**SELECTED EXTRACT:**
---*---

Computer vision is badly defined

                August 4, 2022

            Computer vision is badly defined

            DALL-E 2 trying to express the puzzlement of a computer looking at a human
The perception systems in autonomous cars have been struggling with providing the information necessary for driving. One reason is the way that computer vision is defined. The space of possible questions that computer vision—actually, machine learning systems in general—can be said to have successfully answered is constrained. This constraint exists for very good reasons, but as the problems facing machine learning-powered systems get harder, progress gets harder.
I'm going to talk about supervised learning. That's not the only way to do machine learning, but it is by far the most common. It's also a reasonable synecdoche for machine learning in general. I'm also going to call it machine learning, not artificial intelligence. AI is basically a marketing term, at this point. It's not a completely inaccurate marketing term, but one of the freedoms afforded me now that I'm not selling anything is that I can call things what they are. Machine learning is the use of statistical learning techniques to produce algorithms that can identify patterns in data.  That’s also what AI is, these days, but people like to use the fancier term.  Machine learning is what you do under the hood.
Machine learning in its supervised form works by progressively learning statistical regularities in collections of data. Let's say you're trying to learn to identify a bus. You collect a few hundred thousand images of buses—maybe via a CAPTCHA system—and a few hundred thousand images that are roughly similar, but which don't contain buses. Then you feed most of those images to your statistical learning engine. You hold 10% or so back for testing. That statistical learning engine has tended for the past ten years or so to a be deep neural network, but it doesn't actually really matter what kind of learning engine you use. The technique is the same. The learning engine is capable of identifying statistical regularities in the two sets, and differentiating one from the other. Whatever happens to be common in the "bus" images in the training set, the learning engine will eventually come to correlate those with the "bus" label. Likewise, if there are statistical regularities in the not-"bus" set, the learning system will come to correlate those with the "not bus" label.

---*---

**EXTRACTED ENTRIES:**
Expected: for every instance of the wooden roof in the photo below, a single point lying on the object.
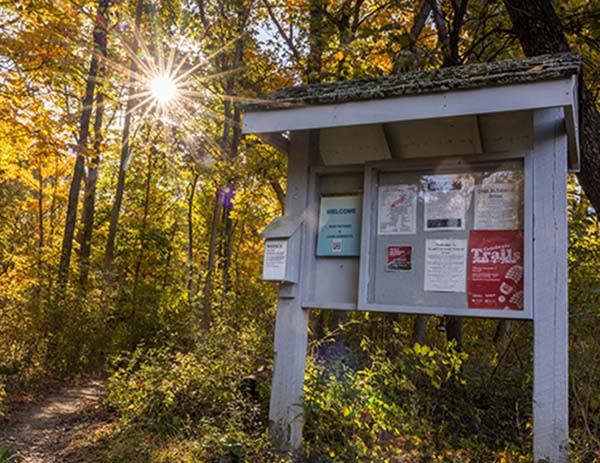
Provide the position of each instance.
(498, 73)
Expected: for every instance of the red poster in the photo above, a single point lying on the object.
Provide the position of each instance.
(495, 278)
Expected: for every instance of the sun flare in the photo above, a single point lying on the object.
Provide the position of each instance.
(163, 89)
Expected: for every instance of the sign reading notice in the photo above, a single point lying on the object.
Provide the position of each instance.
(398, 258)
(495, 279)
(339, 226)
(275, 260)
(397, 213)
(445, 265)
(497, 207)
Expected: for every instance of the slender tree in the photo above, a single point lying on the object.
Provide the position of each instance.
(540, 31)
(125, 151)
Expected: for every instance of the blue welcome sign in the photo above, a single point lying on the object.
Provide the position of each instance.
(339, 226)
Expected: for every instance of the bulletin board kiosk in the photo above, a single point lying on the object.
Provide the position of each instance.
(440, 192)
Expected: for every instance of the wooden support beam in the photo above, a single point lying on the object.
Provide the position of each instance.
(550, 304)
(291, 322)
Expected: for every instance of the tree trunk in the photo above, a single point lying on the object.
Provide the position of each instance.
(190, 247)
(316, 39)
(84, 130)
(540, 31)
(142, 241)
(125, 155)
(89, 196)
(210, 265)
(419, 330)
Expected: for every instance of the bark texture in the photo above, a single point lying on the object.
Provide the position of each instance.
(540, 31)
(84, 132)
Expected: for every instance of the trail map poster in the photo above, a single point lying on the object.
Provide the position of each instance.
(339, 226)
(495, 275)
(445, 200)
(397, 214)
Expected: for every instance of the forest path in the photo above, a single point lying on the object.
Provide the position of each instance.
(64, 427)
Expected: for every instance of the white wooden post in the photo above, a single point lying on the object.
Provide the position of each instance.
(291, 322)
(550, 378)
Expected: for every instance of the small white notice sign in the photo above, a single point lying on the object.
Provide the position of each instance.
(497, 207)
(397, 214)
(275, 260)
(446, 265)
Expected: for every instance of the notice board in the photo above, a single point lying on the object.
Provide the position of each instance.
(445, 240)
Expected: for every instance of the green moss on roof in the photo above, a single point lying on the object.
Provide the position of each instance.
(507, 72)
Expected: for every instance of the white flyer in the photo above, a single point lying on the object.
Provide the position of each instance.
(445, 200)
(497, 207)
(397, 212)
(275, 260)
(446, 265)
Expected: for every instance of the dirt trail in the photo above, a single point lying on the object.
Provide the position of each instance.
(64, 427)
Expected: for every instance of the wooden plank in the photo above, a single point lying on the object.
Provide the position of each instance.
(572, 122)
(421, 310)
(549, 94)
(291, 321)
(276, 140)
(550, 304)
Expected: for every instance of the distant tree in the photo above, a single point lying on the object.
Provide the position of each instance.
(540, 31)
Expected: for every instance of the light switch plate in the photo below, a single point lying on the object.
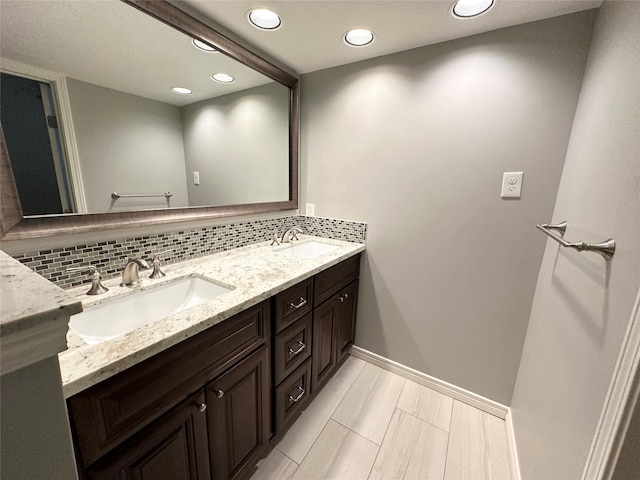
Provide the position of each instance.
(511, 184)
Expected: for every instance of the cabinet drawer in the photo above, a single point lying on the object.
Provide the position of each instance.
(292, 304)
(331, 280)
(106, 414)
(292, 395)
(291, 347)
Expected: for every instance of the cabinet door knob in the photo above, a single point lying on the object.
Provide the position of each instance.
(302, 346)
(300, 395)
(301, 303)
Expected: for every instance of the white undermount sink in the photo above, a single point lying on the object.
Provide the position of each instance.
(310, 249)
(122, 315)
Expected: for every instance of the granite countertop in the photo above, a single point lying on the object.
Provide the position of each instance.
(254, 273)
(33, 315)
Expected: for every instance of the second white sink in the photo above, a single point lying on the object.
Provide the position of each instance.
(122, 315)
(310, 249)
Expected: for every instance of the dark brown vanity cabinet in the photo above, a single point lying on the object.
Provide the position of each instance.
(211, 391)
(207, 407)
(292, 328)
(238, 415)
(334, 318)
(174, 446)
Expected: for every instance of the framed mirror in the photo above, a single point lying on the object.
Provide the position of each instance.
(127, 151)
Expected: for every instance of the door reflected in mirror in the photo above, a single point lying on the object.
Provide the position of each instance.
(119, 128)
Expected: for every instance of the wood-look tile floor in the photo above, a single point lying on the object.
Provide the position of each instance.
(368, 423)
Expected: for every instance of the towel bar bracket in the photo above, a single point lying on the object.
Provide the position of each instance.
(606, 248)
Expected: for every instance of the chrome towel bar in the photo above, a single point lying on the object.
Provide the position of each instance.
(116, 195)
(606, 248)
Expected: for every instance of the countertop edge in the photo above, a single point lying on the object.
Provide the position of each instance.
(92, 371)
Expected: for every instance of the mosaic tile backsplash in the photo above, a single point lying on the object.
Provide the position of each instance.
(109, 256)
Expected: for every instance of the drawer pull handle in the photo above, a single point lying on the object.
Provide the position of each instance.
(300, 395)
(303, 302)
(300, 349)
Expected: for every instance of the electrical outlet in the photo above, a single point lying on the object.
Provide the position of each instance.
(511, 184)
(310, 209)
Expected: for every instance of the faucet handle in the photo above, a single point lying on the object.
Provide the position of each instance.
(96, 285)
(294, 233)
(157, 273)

---*---

**WHAT YOU WILL DO:**
1 > In the essay on how computer vision is defined, what portion of the collected images is held back for testing?
2 > Carry on the essay on how computer vision is defined, starting right after its final sentence.

**EXERCISE RESPONSES:**
1 > About 10% of the images.

2 >
This method for training machine learning systems works extremely well, in practice. In fact, you can make some pretty strong guarantees that if your training set gets big enough and your labels are correct it will converge on working perfectly.
I sneaked an important caveat into the previous sentence: if your labels are correct". Take our simple example of "bus" vs. "not-bus": the theory that says that supervised learning will work assumes that every image labeled with "bus" actually contains a bus, and every image labeled with "not-bus" does not contain a bus. If that’s not true, then the statistical regularities that indicate bus-ness and the statistical regularities that indicate not-bus-ness are mixed up with each other.
Even in this simple case, you can see potential problems. What if an image contains only a portion of a bus? What if it's just the wheel of a bus? What if it's just the wheel of a bus and busses use the same kind of wheels as delivery trucks? What if it's a drawing of a bus? Remember, each of those labels was provided by a human. What if somebody was lying, or wasn’t paying attention? What if—and in practice, this happens all the time—a meaningful percentage of your labels, say 10% (the size of your held back test set!) are likely to be wrong?
Problems like these, with bad or ambiguous labels for a well-understood task with a definite right answer, are actually pretty tractable these days. There has been careful work done on what percentage of labels can be wrong before your performance suffers. There are datasets that have been combed extensively for incorrect labeling (there are other problems with some of the big datasets, but let’s leave that aside for now). The accuracy of labels is taken very seriously in the industry.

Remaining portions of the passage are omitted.